The required lines are those that contain "mirror"; pull them out of the data and copy them.

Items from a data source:
○ ○ ○ ○

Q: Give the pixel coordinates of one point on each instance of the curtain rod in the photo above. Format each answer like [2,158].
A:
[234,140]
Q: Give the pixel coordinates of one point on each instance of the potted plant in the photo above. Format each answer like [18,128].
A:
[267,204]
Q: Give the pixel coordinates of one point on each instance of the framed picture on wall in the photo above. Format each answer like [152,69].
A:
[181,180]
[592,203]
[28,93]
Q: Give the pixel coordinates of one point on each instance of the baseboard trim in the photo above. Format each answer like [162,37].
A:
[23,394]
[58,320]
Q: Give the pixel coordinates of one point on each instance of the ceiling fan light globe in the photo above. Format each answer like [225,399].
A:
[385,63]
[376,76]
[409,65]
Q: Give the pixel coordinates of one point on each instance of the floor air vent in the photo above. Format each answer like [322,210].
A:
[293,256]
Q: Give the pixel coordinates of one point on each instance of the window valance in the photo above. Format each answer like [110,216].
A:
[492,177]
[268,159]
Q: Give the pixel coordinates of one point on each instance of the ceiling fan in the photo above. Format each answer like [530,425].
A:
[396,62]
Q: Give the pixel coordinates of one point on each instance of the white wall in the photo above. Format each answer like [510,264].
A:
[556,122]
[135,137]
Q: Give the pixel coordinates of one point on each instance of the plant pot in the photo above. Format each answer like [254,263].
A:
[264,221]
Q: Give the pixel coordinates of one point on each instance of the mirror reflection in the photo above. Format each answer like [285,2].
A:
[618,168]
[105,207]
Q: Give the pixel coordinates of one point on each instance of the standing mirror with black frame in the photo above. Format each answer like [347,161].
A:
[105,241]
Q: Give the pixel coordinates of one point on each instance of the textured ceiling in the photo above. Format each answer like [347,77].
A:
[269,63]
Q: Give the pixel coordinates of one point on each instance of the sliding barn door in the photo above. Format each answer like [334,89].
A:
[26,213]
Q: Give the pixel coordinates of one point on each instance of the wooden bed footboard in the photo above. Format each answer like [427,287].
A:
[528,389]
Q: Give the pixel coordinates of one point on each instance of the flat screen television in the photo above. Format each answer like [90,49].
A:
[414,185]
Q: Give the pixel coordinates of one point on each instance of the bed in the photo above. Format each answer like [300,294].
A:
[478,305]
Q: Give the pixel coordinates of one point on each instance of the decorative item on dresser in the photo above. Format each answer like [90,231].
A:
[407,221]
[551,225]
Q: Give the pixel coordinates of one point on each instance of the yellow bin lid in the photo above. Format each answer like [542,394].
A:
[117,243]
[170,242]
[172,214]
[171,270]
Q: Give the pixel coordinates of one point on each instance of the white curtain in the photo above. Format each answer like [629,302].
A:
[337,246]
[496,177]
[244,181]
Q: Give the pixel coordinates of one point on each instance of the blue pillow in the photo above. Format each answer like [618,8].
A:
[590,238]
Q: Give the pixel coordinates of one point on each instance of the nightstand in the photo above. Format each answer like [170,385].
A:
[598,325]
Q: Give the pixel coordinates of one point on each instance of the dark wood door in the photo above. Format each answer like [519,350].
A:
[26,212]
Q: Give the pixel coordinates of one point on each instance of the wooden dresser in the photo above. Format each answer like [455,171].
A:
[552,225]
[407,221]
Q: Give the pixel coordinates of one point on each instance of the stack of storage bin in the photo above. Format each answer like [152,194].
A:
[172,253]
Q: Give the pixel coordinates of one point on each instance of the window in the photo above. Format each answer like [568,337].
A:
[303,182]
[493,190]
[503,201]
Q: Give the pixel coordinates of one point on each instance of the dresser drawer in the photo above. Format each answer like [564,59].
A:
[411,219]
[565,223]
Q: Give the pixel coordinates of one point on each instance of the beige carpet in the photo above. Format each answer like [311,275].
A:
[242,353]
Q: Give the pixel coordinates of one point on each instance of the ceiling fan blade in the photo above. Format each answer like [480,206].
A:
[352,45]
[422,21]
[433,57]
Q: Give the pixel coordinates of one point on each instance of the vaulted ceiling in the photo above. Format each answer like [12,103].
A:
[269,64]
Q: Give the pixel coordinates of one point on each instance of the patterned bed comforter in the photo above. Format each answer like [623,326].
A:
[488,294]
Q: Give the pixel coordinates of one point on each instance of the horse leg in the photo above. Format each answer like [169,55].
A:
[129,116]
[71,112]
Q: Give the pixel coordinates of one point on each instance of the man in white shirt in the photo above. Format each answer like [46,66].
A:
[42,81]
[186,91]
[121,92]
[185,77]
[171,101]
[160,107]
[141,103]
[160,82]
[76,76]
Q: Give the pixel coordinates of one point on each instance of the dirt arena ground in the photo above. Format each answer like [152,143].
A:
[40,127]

○ ○ ○ ○

# Answer to this problem
Q: Give the pixel coordinates of one point on each instance of the mirror reflection in the photo above. Format each answer like [285,2].
Q: Give the pixel coordinates of one point on each instance of the standing mirror with black frame in the photo above. Format each answer like [347,161].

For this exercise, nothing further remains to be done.